DATA LISTING:

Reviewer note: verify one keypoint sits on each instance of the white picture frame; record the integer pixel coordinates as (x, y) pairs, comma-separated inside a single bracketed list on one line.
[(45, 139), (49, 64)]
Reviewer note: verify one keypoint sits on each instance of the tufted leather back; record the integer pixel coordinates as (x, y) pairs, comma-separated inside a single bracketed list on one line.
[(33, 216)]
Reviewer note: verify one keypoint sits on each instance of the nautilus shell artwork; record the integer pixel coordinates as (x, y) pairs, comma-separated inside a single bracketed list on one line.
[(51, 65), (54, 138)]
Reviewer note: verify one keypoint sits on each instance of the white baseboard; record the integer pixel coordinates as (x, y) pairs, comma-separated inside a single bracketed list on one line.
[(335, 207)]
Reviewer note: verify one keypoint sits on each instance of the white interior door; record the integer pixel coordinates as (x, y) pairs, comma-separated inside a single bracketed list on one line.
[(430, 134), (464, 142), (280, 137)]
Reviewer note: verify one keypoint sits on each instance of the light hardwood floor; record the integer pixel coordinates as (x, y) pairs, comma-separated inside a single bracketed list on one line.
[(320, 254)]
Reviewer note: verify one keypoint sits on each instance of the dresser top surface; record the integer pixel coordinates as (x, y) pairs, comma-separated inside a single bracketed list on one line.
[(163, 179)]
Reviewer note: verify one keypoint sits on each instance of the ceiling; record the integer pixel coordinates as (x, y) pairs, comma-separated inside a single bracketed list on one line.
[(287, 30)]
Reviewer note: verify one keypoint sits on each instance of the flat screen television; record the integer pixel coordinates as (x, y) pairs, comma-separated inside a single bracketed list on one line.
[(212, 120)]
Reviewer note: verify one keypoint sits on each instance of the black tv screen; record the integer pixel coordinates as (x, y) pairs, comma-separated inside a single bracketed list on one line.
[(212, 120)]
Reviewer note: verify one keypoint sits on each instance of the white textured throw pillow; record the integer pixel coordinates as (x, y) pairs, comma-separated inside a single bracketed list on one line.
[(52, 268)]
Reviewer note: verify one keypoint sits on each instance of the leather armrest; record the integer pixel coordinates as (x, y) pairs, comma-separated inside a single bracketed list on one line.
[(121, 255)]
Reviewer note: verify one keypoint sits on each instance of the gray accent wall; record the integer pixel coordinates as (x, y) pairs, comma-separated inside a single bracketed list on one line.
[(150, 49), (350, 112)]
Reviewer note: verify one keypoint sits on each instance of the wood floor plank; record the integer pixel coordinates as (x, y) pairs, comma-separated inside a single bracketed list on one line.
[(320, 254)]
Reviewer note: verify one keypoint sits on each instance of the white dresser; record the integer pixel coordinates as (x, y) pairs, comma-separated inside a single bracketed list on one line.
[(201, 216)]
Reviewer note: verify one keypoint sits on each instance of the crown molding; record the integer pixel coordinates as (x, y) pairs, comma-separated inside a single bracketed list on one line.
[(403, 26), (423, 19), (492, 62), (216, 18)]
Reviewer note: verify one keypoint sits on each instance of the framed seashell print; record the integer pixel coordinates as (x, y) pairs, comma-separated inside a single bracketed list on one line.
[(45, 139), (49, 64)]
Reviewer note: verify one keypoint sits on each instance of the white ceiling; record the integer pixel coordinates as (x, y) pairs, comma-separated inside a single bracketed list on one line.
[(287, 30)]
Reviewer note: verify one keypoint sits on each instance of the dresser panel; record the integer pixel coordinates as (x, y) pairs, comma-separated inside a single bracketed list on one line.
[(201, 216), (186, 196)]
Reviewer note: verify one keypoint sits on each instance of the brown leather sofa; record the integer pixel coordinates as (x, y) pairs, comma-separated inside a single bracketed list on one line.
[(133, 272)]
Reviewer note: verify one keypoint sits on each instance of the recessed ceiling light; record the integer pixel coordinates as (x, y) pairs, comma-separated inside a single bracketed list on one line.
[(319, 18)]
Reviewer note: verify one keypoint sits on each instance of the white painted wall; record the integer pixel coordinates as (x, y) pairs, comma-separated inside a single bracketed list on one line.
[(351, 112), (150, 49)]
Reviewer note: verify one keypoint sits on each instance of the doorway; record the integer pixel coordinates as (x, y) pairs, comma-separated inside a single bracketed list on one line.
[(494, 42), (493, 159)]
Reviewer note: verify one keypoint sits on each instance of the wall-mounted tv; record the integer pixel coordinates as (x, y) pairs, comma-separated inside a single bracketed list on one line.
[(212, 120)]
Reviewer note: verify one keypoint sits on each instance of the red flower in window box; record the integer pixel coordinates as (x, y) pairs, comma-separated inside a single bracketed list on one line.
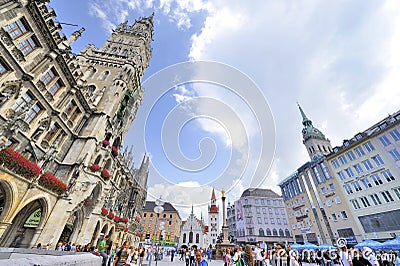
[(105, 174), (14, 161), (114, 151), (111, 215), (105, 143), (95, 167), (104, 211), (52, 183)]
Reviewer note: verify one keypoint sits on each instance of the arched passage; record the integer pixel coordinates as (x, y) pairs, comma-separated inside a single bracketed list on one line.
[(26, 225), (72, 227)]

STATED TASK: Copy out, unchanged, the lines of the records beginning with the line containing "of the ceiling;" and continuing through the line containing "[(150, 49), (350, 112)]".

RESULT:
Reviewer note: verify one keypoint sits on each instance of the ceiling; record the integer pixel coordinates as (x, y) pairs, comma-separated inside a single bracketed list on one line.
[(287, 30)]
Reviewer note: verify one keypoint sits on each instance of the flat screen television; record the integer pixel coordinates as (x, y) pairs, comma-separated inside a single bracketed list on one line.
[(212, 120)]
Reviewer note: verify one keypoint sits on each instance of the black tv screen; record the integer pixel coordinates as (x, y) pairs, comma-separated inside a single bracketed list on one line.
[(212, 120)]
Reviewer note: verify one keypoint sits on each instance of the white textured throw pillow; record the integer pixel coordinates as (x, y) pairs, comma-separated inside a single bracketed list on one line.
[(52, 268)]
Reviewer note: verify one keypoint sits on each instance of the leather armrest; record the integer pixel coordinates as (x, y) pairs, comma-separated inside a single bracketed list on one line.
[(121, 255)]
Reviewer note: verify one keypoint sits on each instance of the gray accent wall; record the integer pixel coordinates as (x, y) pairs, comma-separated inside a single bracketed list on one line.
[(150, 49), (350, 112)]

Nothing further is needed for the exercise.